**Written problem:** Find the line containing "the form (384,56)." in the material below; copy that line and all following lines exactly.

■ ■ ■ ■ ■ ■ ■

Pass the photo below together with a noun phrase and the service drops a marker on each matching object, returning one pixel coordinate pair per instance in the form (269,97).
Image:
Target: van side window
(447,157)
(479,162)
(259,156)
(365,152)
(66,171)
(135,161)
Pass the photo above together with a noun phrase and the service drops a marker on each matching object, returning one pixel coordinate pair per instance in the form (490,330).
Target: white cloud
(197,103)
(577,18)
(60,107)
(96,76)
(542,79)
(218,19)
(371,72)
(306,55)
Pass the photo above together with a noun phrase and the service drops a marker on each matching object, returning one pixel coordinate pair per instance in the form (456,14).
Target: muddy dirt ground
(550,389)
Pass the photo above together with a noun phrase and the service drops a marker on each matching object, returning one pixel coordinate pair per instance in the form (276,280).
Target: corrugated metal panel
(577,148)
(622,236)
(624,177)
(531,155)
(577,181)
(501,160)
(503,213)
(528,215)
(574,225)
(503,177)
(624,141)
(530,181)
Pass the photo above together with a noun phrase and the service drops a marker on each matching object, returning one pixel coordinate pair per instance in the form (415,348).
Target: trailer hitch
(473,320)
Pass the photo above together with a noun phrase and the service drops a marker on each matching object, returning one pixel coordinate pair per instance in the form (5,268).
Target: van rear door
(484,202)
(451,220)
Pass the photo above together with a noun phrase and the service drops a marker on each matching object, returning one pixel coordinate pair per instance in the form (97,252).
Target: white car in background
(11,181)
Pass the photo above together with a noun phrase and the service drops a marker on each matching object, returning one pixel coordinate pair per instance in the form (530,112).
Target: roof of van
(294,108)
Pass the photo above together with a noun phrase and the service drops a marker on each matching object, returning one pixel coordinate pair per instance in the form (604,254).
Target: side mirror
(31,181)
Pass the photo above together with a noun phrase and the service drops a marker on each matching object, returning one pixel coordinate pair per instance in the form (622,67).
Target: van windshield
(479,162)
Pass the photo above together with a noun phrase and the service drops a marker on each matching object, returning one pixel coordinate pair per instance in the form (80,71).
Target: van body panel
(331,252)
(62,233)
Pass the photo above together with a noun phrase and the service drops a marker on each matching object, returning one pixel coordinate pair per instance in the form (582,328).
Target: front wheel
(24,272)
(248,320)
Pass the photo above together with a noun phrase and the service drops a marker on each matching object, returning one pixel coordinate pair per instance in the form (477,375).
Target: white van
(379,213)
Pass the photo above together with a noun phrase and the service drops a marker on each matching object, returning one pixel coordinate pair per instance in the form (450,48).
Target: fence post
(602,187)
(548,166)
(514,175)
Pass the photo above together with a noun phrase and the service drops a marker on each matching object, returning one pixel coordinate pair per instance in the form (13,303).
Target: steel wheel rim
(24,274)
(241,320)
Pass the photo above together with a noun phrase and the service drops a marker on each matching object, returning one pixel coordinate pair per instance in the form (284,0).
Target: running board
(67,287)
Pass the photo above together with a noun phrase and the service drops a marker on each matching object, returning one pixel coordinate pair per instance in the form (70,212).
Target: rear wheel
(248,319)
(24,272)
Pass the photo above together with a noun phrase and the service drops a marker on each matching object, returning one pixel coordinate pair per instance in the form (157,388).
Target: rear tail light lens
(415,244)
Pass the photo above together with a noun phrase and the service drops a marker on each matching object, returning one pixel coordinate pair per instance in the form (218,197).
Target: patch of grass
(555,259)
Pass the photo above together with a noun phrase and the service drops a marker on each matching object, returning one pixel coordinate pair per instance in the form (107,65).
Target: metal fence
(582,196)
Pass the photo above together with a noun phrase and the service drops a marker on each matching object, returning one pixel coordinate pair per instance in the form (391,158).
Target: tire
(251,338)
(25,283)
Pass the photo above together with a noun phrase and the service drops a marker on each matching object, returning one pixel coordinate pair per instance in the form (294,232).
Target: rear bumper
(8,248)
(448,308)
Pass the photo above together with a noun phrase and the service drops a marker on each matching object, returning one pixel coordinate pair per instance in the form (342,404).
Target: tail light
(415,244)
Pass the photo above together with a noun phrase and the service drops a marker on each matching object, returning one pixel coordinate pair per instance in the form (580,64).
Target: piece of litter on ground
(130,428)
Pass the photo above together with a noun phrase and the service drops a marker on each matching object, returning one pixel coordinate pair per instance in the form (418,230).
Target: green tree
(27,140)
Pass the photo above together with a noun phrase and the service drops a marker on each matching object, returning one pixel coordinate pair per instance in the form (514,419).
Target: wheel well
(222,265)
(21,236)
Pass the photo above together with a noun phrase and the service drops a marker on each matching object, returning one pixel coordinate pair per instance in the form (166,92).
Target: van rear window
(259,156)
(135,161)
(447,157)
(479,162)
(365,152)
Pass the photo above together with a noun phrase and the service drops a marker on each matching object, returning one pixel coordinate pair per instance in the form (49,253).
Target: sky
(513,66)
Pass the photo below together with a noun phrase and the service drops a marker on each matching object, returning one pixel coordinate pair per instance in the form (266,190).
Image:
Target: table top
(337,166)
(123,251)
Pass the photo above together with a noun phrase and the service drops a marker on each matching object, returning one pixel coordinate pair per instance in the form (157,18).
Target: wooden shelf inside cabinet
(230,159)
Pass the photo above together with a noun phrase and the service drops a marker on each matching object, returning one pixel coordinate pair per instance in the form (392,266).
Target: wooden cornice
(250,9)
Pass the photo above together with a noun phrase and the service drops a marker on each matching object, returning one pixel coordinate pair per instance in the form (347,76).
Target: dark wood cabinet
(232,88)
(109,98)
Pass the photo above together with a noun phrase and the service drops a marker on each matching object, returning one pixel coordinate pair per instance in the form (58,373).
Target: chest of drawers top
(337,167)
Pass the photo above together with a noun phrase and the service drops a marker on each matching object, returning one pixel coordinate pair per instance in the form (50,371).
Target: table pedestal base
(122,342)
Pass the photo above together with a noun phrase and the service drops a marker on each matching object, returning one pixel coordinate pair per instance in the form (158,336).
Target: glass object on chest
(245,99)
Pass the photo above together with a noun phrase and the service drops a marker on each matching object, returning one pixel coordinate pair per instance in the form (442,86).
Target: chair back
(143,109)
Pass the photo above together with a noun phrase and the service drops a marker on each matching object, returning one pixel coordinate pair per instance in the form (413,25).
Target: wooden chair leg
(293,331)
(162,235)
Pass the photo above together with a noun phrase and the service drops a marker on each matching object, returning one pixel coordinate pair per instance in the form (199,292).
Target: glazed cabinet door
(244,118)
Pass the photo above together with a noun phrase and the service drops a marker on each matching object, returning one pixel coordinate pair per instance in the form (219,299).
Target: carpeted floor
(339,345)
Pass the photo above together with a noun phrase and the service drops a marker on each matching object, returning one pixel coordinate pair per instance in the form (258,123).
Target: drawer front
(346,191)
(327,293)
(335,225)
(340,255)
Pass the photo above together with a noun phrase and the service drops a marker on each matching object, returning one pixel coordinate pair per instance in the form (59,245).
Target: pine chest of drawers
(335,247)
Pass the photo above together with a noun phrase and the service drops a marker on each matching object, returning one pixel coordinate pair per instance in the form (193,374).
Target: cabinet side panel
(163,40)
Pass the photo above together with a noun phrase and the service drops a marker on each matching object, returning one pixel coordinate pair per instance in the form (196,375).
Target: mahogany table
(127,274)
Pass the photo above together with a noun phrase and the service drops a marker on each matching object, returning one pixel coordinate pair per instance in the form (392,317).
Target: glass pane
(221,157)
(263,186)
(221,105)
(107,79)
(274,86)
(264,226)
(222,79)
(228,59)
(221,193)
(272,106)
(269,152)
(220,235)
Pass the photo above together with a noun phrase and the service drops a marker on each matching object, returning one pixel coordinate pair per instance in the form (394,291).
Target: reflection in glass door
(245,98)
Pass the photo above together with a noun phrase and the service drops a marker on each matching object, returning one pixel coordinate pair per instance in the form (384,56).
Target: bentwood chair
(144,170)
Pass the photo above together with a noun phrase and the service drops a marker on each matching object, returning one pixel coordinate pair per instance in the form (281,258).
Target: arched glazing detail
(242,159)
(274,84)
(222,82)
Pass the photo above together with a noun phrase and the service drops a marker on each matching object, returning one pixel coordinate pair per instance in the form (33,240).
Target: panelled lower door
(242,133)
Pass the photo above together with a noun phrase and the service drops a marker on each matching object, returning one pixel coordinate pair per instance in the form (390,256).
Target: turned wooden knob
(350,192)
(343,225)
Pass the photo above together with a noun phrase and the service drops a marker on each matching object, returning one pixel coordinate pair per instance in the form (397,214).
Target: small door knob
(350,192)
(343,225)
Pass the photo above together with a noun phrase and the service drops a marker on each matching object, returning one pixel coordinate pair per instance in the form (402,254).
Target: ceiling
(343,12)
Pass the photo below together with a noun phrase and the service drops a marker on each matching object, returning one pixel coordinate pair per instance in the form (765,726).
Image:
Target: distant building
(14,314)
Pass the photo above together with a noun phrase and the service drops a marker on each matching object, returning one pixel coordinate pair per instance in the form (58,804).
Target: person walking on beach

■ ■ ■ ■ ■ ■ ■

**Response below:**
Pass the photo above together with a noun phrase and the service drops a marker on each matching object, returning one pixel coordinate pair per instance in the form (384,56).
Target: bentwood chair
(144,170)
Pass the photo above together with a noun phrase and the service drops a marker on each matching object, returning one pixel coordinate pair per instance in the form (281,258).
Target: arched glazing detail
(242,159)
(274,84)
(222,82)
Pass the photo above together with a noun phrase and the service drops a marker on each matching object, returning one pixel coordinate pair per instance in the form (33,240).
Target: panelled lower door
(242,133)
Pass the photo above together with a noun phrase and the service drops a marker on each matching object, returning one pixel coordinate pair per instance in the form (390,256).
Target: turned wooden knob
(350,192)
(343,225)
Pass the photo above together with a noun phrase and the service drops a marker on each matching object, returning one pixel coordinate pair per instance in the form (397,214).
Target: small door knob
(350,192)
(343,225)
Pass the photo above together with a noun phrase and the service drops a marker on each matching object, returning one pixel coordinate pair per instance in the form (402,254).
Target: ceiling
(343,12)
Pass the photo below together with a noun phrase and the service drops a marker on each matching object, returning one pixel coordinate pair per instance in the form (765,726).
Image:
Target: distant building
(14,314)
Pass the photo above together with a noun phrase and the service drops a marker on each matching object, returning one pixel coordinate pair per instance in the form (58,804).
Target: person walking on beach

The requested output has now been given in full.